▸ PROBLEM DESCRIPTION
Repeat the data precisely as given.

*** DATA

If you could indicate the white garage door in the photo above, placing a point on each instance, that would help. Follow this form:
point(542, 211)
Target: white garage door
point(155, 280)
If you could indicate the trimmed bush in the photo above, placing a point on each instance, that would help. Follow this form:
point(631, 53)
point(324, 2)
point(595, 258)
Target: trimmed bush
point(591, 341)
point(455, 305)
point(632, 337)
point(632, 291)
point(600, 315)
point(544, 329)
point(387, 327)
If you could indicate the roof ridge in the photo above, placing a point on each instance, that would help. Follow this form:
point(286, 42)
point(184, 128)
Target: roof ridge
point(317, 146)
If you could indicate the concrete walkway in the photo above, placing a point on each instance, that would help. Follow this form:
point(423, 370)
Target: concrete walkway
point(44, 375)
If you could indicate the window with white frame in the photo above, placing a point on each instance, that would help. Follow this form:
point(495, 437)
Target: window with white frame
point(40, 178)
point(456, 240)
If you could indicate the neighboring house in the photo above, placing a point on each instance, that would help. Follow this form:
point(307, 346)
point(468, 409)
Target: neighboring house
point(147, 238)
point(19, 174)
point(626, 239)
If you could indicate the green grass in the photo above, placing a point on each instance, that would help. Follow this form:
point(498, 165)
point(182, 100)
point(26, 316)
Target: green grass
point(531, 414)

******

▸ TASK SOLUTION
If you could indicate the white garage door in the photo above, placing a point on each instance, that would help. Follow this form:
point(542, 211)
Target: white garage door
point(155, 280)
If you could indicate the trimmed bush in the photo above, placing a point on each instance, that would help. Follow this form:
point(631, 53)
point(324, 2)
point(595, 258)
Target: trimmed bush
point(591, 341)
point(455, 305)
point(632, 337)
point(632, 291)
point(600, 315)
point(544, 329)
point(387, 327)
If you could indicate the roof ridge in the photo above, placing a point on each instance, that would help. Follow this form:
point(286, 42)
point(184, 128)
Target: roof ridge
point(317, 146)
If you could indicate the concrete walkway in the photo above, placing a point on each instance, that would help. Follow this form:
point(423, 370)
Target: concrete walkway
point(44, 375)
If you could indicate the window with white frame in the photo above, placing a point on each instance, that would help. Follow this form:
point(495, 437)
Target: window with white frame
point(40, 178)
point(456, 240)
If you could indicate the neighboring house in the photo above, placing a point on each instance, that would help. Follow this form:
point(307, 346)
point(468, 409)
Target: neighboring house
point(147, 238)
point(19, 174)
point(626, 239)
If you could indicate the green grass in the photo above, placing a point on each instance, that would help. Follow this form:
point(498, 165)
point(182, 100)
point(26, 316)
Target: green grass
point(531, 414)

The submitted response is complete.